== SUPPLIED DATA ==
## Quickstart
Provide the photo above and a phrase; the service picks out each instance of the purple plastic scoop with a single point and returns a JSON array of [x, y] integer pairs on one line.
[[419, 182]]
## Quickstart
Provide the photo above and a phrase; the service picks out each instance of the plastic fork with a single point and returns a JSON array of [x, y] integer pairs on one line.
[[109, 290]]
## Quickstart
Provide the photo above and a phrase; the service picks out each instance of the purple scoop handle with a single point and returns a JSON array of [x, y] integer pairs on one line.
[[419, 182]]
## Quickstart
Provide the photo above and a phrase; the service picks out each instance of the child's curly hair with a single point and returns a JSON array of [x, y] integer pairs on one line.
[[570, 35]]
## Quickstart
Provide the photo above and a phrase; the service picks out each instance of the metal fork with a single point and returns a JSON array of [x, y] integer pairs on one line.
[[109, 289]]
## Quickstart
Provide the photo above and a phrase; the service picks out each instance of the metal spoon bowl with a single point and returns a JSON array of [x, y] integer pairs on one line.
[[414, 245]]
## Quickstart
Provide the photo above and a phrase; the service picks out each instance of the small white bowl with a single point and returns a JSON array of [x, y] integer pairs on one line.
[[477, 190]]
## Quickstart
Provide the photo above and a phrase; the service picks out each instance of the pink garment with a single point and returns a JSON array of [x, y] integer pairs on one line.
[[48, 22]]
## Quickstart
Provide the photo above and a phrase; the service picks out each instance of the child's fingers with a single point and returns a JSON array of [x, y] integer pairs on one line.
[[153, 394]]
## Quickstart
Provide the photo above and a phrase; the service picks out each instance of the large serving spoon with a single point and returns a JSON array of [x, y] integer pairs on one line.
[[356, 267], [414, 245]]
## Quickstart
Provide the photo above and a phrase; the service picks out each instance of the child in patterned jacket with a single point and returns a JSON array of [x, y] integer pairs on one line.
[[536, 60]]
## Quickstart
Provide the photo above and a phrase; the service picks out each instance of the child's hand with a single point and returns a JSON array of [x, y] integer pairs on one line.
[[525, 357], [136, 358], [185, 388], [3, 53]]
===
Your task is to reproduce the records in full, without any alteration.

## Quickstart
Provide the photo above and a phrase; the service picks out each instance of the purple plastic scoop with a single point and returns a JSON array of [x, y] integer pairs on one line.
[[419, 182]]
## Quickstart
Provide the photo above and a phrase; the service picks out each instance of the plastic fork with a single point and returns a JSON array of [x, y] integer pairs on one line.
[[109, 290]]
## Quickstart
Provide the photo above and a phrase; the service picks out each instance of the purple scoop handle with a single point and returns a JSON array of [x, y] integer pairs on one line.
[[419, 182]]
## Quickstart
Provide the photo above and a phrase; the service picks out each instance of the child's curly hair with a single point and returns a JSON array of [x, y] integer pairs on one line.
[[570, 35]]
## Quickstart
Provide the photo above and a phrase; the service picks out each instance of the metal fork with a single point and returns a JSON array of [x, y] integer pairs on one line.
[[109, 289]]
## Quickstart
Provide the photo above and a phrase; the service picks out each instance of the metal spoon bowl with a single point and returns a JSON array of [x, y] integer pairs on one line.
[[414, 245]]
## Quickstart
Provide the photo above and a phrase; the service picks out each instance of the small white bowl with a single point and returns a JSON array of [x, y] integer pairs on one line.
[[477, 190]]
## Quickstart
Provide the photo above and a phrase; the service picks out each instance of the pink garment with a single point and returns a JSON array of [x, y] integer pairs on one line.
[[48, 22]]
## Quickstart
Provide the photo above and a phrase; the service picks out each instance of the child's fingers with a single point and returns a JSON array of [x, y] integer pairs on one line.
[[153, 394]]
## Quickstart
Provide the photo above and a phrase; the service picks out each instance of the large serving spoon with a single point and returns a JSON array of [x, y] integer pairs on one line.
[[356, 267], [414, 245]]
## Quickstart
Provide the photo above and a phrase; the service picks out each instance of the child in patterned jacket with a single point and returns a JSON array of [x, y] integer pairs on one line.
[[536, 60]]
## Quickstart
Provide the photo above and a phrase; the service picks out each instance of the child's hand with a single point and returns a JSON array of [x, y] integer pairs on one line.
[[525, 357], [136, 358], [185, 388], [3, 53]]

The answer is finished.